**SET PROBLEM:**
Please copy the lines from the records below without any change, starting with the line that contains "Where can the gravel" and going on through the line that contains "pixel 30 407".

──────── RAW DATA ────────

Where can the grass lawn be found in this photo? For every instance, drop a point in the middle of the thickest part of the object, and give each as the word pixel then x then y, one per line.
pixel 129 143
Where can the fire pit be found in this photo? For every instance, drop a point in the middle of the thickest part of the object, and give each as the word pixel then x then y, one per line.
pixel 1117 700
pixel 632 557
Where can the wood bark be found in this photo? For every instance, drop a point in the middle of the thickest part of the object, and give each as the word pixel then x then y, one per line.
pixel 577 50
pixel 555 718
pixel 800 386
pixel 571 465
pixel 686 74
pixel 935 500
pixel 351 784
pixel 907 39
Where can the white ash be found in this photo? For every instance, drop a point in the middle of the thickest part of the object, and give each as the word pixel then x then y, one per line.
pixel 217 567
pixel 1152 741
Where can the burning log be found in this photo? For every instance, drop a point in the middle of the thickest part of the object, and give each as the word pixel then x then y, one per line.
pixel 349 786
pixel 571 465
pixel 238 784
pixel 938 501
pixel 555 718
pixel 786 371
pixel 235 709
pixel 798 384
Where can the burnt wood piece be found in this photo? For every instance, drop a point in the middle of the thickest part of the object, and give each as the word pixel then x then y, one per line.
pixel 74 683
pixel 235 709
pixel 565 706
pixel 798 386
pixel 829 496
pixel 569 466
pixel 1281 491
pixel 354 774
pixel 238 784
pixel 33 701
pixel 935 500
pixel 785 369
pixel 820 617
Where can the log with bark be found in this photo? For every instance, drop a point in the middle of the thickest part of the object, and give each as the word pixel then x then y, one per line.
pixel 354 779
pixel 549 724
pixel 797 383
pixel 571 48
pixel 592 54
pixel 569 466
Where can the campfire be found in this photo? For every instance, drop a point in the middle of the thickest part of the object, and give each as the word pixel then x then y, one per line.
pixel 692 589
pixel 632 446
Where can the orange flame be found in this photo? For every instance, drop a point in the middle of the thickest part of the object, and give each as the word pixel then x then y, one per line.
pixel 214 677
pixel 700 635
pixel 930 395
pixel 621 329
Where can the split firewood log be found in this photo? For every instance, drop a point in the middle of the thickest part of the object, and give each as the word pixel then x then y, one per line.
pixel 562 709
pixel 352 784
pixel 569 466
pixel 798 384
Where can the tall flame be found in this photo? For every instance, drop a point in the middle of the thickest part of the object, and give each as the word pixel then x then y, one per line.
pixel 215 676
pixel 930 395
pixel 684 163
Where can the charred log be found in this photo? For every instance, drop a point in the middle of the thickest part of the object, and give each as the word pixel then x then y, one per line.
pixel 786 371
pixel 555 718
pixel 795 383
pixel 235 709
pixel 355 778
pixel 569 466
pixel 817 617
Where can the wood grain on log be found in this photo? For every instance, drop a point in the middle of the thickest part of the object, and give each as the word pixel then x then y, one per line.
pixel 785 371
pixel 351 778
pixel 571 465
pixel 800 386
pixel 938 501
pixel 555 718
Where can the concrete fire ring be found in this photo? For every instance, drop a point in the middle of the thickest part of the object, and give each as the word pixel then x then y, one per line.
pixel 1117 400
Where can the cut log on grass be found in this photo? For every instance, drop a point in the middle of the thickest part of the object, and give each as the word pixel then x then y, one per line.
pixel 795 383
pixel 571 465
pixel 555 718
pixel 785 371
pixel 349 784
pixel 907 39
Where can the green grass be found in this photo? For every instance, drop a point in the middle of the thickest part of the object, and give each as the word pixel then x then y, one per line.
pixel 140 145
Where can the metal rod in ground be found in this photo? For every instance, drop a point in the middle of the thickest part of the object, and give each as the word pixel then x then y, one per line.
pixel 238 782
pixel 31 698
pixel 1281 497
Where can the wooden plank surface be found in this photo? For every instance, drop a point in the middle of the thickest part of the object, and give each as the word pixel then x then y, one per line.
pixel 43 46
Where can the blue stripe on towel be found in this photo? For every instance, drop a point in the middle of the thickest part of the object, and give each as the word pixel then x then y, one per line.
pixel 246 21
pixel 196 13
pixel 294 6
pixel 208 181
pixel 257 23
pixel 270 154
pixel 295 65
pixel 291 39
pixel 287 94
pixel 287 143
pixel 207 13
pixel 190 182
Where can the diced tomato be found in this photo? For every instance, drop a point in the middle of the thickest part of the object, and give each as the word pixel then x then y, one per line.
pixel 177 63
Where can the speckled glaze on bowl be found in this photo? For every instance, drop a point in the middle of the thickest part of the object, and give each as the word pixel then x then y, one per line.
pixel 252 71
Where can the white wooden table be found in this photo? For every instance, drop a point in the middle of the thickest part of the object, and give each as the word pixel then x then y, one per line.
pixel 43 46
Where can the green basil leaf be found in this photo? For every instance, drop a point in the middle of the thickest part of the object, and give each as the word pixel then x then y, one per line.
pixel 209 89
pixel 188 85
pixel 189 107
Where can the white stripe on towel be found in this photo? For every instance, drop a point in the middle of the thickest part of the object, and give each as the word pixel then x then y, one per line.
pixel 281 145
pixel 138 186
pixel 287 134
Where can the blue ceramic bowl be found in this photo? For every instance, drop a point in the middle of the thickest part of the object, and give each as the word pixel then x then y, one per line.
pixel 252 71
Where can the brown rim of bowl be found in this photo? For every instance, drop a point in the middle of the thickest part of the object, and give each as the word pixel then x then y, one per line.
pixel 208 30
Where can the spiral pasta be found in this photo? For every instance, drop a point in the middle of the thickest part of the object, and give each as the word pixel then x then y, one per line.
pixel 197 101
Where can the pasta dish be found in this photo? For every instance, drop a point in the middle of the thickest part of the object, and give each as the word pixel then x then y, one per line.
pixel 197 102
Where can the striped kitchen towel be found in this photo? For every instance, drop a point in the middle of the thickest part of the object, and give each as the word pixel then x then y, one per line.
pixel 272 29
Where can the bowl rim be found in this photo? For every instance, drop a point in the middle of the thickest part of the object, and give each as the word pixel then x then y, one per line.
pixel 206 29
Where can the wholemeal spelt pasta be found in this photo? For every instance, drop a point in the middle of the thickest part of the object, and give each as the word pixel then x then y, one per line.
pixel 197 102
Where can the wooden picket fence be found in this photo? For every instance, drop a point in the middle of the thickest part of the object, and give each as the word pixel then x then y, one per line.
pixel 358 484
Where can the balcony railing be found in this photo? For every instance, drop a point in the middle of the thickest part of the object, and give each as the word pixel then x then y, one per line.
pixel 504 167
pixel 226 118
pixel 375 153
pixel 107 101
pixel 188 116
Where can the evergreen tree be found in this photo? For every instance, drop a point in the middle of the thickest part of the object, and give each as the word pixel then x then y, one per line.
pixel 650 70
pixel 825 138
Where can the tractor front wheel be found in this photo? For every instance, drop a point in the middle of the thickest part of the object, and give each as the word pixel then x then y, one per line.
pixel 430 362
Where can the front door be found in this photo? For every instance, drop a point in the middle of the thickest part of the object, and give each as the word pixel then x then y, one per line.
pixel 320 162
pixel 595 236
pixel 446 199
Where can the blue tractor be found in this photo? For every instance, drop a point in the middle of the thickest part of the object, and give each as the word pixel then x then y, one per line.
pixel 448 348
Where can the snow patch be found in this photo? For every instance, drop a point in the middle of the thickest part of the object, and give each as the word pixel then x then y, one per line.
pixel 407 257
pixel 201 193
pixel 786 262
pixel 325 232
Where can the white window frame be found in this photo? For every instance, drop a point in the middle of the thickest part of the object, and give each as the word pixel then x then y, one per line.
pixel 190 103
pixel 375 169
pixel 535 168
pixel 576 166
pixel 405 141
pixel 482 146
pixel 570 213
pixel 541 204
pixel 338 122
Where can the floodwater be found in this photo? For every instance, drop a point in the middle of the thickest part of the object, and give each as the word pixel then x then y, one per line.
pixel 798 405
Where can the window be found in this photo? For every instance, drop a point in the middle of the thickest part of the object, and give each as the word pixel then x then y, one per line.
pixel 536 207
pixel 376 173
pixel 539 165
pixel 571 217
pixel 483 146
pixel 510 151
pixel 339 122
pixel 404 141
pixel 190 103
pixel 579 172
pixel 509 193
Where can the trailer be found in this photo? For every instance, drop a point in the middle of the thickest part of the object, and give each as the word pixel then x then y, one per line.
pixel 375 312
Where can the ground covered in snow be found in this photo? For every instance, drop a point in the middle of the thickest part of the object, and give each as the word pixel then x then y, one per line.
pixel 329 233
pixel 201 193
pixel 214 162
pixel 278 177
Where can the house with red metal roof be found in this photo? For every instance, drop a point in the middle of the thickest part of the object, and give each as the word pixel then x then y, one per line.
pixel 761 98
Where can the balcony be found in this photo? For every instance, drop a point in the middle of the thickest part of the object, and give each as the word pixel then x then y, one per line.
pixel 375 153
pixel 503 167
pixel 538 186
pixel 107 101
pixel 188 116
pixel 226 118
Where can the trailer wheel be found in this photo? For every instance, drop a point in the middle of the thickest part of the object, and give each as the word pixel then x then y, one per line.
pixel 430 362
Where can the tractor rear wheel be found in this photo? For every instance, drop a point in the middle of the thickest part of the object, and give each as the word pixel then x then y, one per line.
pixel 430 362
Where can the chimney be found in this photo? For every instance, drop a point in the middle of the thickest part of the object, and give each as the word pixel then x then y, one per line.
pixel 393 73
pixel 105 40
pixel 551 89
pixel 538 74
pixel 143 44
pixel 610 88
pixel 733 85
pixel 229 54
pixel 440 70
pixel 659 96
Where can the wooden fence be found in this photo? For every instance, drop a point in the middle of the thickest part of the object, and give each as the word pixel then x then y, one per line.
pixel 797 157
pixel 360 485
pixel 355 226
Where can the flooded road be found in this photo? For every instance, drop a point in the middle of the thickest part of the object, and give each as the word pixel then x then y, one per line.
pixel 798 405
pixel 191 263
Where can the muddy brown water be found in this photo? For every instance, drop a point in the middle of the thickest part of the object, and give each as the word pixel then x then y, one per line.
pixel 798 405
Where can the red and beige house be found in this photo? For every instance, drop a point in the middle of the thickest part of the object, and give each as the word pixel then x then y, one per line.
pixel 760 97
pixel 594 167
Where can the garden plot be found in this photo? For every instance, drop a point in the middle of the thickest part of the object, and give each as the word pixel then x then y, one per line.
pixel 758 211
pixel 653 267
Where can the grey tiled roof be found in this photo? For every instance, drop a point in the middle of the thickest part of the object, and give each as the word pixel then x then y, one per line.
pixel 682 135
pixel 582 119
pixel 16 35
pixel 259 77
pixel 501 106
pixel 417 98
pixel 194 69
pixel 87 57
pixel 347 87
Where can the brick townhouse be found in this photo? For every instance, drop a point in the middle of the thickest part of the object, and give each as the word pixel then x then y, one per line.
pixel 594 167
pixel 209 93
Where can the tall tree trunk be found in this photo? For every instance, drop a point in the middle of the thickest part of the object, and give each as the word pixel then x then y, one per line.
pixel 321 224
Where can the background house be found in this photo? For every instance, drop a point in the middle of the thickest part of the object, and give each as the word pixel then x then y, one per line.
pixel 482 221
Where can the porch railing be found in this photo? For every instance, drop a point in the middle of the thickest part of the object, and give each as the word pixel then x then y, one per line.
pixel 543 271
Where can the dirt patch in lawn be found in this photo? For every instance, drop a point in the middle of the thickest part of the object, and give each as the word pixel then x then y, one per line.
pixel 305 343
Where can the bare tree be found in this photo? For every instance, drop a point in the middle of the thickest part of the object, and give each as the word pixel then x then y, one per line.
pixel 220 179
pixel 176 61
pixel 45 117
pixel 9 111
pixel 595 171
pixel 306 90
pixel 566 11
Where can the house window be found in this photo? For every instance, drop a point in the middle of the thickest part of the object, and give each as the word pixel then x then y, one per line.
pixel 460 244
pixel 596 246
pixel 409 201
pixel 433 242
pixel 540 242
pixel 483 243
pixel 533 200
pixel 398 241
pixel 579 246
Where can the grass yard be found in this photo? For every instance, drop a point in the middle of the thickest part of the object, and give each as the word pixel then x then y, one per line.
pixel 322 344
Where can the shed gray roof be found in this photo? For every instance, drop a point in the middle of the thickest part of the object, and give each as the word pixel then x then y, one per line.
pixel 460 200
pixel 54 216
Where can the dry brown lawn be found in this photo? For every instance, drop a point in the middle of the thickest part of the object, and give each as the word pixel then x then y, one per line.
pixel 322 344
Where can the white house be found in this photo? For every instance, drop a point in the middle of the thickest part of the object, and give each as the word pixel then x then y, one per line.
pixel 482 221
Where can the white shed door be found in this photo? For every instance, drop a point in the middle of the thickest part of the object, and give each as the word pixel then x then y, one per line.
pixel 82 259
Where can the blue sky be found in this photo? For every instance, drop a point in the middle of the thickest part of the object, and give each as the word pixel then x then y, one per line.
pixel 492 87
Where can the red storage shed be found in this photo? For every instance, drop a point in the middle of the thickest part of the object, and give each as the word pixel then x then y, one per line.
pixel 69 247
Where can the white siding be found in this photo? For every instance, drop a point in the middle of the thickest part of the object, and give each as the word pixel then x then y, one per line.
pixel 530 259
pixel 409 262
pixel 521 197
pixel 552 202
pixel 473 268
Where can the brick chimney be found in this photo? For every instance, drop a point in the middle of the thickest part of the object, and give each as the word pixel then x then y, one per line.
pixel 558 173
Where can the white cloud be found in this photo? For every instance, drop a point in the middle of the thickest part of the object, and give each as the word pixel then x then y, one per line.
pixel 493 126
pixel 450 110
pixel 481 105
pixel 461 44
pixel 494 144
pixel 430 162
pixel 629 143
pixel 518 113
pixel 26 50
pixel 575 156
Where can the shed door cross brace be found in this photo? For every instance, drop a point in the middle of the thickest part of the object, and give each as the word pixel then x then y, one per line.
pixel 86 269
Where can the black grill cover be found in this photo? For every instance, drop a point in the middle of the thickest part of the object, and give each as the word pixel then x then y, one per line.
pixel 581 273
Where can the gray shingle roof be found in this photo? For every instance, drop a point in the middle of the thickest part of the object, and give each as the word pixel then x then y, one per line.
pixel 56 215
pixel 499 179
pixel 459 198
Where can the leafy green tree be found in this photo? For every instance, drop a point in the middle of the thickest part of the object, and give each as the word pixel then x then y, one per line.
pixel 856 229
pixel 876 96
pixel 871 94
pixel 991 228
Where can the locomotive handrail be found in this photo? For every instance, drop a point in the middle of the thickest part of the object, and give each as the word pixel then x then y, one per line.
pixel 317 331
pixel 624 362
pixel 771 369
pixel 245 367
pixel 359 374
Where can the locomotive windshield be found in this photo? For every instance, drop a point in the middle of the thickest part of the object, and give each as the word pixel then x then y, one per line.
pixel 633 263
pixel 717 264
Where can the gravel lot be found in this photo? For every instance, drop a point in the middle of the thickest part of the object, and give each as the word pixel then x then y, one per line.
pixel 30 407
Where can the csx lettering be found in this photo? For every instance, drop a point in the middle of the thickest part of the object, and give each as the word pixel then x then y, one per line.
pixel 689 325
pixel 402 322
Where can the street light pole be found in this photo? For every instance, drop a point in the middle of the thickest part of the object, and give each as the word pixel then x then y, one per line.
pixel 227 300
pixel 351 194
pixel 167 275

────────

**SOLUTION FOR THIS PROBLEM:**
Where can the gravel lot be found in this photo? For every instance, drop a point in the middle of the thickest part of the object, and give each as the word pixel then x then y, one per line.
pixel 30 407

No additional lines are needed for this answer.